■ **Extracted text**:
The scripts keep their existing output schemas. While touching BVI-DVC JSONL, the adapter also emits the current vmaf-tune v3 additive columns with explicit unavailable defaults so stale cached BVI rows no longer fail the current CORPUS_ROW_KEYS contract.

Alternatives considered¶

Option	Pros	Cons	Why not chosen
Default sibling manifests	Replayable expensive artifacts; keeps row schemas stable; matches ADR-0668/0669	Adds one small JSON file per run	Chosen; it closes the evidence gap with low operational cost.
Append provenance columns/rows to the parquets and JSONL	Self-contained output files	Changes trainer-facing schemas and repeats run metadata per row	Rejected; run-level evidence belongs in sidecars.
Only document operator commands	No code change	Still loses input hashes, parsed arguments, row counts, and failure counters	Rejected; docs are not evidence for local artifacts.
Wait for K150K refresh completion	Avoids touching old scripts mid-run	Leaves immediately usable Netflix/KoNViD/BVI artifacts anonymous	Rejected; these scripts are independent of the running K150K job.

Consequences¶

Positive: Legacy Netflix, KoNViD, and BVI training-input artifacts now carry replayable path/hash/argument evidence.
Positive: BVI-DVC JSONL rows are brought back into current vmaf-tune v3 schema compliance with explicit missing-signal defaults.
Negative: Operators must keep one extra JSON sidecar next to each local corpus/extraction output.
Neutral / follow-ups: Other acquisition-only download manifests can adopt the same pattern later, but this ADR covers the older scripts that directly create trainer inputs.

References¶

ADR-0661
ADR-0668
ADR-0669
docs/ai/training.md
Source: req "go on with next backlog?"
Source: req "everything we did so far needs updates"

■ **Exercise 1**: Turn the entries into a numbered list, starting with the line that contains "target: white shorts" and going on through the line that contains "POLYGON ((123 104, 121". Leave out blank lines.
The ADR excerpt and the entries are unrelated to each other.

■ **Raw records**:

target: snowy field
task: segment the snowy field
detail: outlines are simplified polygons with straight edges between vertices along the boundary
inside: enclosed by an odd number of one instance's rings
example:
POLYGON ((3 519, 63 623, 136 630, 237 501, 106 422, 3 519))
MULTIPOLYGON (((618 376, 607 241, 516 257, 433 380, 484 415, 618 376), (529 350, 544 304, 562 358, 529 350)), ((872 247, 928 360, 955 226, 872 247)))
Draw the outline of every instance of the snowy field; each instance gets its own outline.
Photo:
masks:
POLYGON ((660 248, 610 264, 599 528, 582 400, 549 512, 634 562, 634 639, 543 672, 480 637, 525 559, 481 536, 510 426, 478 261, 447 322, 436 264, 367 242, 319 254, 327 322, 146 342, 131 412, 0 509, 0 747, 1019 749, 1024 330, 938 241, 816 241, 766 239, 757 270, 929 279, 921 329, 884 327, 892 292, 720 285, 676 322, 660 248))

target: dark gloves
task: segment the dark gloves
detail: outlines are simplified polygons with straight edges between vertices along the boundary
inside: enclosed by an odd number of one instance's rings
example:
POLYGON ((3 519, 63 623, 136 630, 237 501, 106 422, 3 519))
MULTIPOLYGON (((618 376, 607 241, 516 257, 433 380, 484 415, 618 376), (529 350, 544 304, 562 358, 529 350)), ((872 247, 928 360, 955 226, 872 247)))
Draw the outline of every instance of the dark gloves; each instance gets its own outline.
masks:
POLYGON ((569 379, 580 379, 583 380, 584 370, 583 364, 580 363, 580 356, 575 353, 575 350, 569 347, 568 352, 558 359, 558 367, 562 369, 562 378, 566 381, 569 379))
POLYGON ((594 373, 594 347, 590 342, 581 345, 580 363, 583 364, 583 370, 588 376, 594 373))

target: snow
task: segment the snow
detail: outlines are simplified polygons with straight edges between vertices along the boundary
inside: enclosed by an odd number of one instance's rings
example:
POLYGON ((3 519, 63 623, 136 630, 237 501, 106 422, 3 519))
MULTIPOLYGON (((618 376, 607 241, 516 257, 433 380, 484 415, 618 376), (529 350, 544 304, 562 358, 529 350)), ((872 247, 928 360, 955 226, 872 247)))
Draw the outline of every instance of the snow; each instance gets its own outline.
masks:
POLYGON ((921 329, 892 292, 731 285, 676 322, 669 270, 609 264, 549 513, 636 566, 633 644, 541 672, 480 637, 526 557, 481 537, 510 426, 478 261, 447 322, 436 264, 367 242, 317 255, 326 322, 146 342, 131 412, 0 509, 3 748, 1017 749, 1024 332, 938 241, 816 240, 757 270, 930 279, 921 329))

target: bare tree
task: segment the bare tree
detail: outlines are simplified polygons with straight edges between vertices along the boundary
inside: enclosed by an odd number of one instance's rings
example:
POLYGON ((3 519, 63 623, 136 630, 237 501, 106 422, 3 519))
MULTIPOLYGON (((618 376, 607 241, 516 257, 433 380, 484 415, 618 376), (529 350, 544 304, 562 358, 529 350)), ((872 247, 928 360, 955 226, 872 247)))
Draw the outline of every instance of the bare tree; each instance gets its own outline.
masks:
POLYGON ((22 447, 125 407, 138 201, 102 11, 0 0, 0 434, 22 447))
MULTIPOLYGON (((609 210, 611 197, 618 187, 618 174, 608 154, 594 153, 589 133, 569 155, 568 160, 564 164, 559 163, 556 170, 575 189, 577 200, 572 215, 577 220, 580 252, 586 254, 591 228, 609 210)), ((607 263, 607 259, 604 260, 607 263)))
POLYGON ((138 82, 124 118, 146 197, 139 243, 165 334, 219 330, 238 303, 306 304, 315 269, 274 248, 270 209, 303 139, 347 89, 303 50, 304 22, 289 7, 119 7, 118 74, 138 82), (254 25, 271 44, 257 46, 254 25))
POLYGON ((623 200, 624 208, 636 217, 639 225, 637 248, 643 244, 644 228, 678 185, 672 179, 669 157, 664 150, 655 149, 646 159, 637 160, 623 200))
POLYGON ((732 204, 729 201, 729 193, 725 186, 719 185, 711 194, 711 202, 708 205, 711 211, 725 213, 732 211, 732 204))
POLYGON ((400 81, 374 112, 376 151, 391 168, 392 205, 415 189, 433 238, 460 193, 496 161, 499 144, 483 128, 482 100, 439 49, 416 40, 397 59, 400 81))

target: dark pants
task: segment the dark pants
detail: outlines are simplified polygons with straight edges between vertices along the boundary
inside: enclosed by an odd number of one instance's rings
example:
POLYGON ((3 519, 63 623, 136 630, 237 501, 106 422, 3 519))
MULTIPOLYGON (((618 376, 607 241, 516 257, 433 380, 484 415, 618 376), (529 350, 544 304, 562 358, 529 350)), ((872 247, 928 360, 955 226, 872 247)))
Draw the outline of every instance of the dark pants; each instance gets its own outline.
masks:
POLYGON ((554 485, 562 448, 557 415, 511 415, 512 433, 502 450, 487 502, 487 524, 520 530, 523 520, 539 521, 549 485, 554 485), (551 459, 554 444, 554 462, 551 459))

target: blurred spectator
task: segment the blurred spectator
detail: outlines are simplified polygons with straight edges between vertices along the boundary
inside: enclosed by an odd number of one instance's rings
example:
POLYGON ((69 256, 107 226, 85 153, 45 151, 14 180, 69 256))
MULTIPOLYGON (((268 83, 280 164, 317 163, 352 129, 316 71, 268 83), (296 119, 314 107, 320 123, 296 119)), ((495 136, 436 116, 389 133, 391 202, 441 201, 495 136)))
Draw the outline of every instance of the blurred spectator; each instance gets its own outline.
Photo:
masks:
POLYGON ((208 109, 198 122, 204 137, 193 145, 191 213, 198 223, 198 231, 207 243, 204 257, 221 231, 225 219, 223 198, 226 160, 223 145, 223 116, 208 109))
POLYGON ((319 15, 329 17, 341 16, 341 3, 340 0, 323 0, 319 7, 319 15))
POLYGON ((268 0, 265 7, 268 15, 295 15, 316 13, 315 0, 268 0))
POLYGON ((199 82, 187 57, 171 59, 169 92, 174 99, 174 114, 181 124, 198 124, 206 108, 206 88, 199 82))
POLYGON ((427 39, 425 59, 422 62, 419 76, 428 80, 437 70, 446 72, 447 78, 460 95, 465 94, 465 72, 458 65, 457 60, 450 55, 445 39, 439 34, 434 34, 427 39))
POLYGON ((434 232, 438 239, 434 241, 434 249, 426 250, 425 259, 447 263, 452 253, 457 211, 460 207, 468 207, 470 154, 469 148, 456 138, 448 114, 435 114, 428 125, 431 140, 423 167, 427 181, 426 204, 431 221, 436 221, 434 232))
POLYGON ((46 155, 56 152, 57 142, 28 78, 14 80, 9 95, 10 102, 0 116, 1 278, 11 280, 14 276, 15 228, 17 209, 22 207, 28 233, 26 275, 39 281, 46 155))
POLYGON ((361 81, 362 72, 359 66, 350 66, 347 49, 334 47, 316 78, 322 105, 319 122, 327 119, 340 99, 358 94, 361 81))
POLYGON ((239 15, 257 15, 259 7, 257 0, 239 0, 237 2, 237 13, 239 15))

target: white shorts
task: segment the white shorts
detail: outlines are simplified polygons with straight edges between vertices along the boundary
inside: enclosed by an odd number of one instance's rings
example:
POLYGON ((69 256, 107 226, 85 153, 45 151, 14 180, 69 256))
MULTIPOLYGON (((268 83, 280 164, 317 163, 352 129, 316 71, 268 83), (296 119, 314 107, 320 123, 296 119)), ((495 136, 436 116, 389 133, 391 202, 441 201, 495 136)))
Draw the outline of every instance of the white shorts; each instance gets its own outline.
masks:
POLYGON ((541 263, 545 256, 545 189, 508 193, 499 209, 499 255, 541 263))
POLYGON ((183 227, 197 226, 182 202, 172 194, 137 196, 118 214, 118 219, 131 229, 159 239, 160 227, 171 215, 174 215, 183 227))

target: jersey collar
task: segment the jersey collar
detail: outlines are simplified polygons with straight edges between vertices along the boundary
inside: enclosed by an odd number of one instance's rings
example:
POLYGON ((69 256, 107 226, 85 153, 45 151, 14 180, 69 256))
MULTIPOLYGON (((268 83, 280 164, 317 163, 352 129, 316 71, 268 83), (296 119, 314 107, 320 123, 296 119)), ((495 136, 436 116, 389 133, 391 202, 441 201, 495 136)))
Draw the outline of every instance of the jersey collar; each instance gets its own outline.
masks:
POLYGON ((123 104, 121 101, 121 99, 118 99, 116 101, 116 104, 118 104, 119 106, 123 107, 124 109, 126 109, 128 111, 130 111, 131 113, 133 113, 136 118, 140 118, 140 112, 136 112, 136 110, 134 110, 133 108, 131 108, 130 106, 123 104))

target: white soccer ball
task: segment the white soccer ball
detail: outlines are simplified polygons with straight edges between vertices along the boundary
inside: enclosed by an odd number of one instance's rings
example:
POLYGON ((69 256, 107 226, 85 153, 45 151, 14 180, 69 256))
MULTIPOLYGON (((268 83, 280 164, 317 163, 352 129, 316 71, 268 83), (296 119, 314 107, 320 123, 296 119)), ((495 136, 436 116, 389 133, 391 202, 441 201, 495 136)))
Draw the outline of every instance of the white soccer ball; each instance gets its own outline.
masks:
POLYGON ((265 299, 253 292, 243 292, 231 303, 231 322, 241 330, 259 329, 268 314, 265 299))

■ **Exercise 2**: What negative consequence does the ADR excerpt list?

■ **Result 1**:
1. target: white shorts
2. task: segment the white shorts
3. detail: outlines are simplified polygons with straight edges between vertices along the boundary
4. inside: enclosed by an odd number of one instance's rings
5. example:
6. POLYGON ((69 256, 107 226, 85 153, 45 151, 14 180, 69 256))
7. MULTIPOLYGON (((268 83, 280 164, 317 163, 352 129, 316 71, 268 83), (296 119, 314 107, 320 123, 296 119)), ((495 136, 436 116, 389 133, 391 202, 441 201, 495 136)))
8. Draw the outline of every instance of the white shorts; each instance gets its own outline.
9. masks:
10. POLYGON ((541 263, 545 256, 545 189, 508 193, 499 209, 499 255, 541 263))
11. POLYGON ((183 227, 197 226, 182 202, 172 194, 137 196, 118 214, 118 219, 131 229, 159 239, 160 227, 171 215, 174 215, 183 227))
12. target: jersey collar
13. task: segment the jersey collar
14. detail: outlines are simplified polygons with straight edges between vertices along the boundary
15. inside: enclosed by an odd number of one instance's rings
16. example:
17. POLYGON ((69 256, 107 226, 85 153, 45 151, 14 180, 69 256))
18. MULTIPOLYGON (((268 83, 280 164, 317 163, 352 129, 316 71, 268 83), (296 119, 314 107, 320 123, 296 119)), ((495 136, 436 116, 389 133, 391 202, 441 201, 495 136)))
19. Draw the outline of every instance of the jersey collar; each instance gets its own outline.
20. masks:
21. POLYGON ((123 104, 121 101, 121 99, 118 99, 116 101, 116 104, 118 104, 119 106, 123 107, 124 109, 126 109, 128 111, 130 111, 131 113, 133 113, 136 118, 140 118, 140 112, 136 112, 136 110, 134 110, 133 108, 131 108, 130 106, 123 104))

■ **Result 2**: Operators must keep one extra JSON sidecar next to each local corpus/extraction output.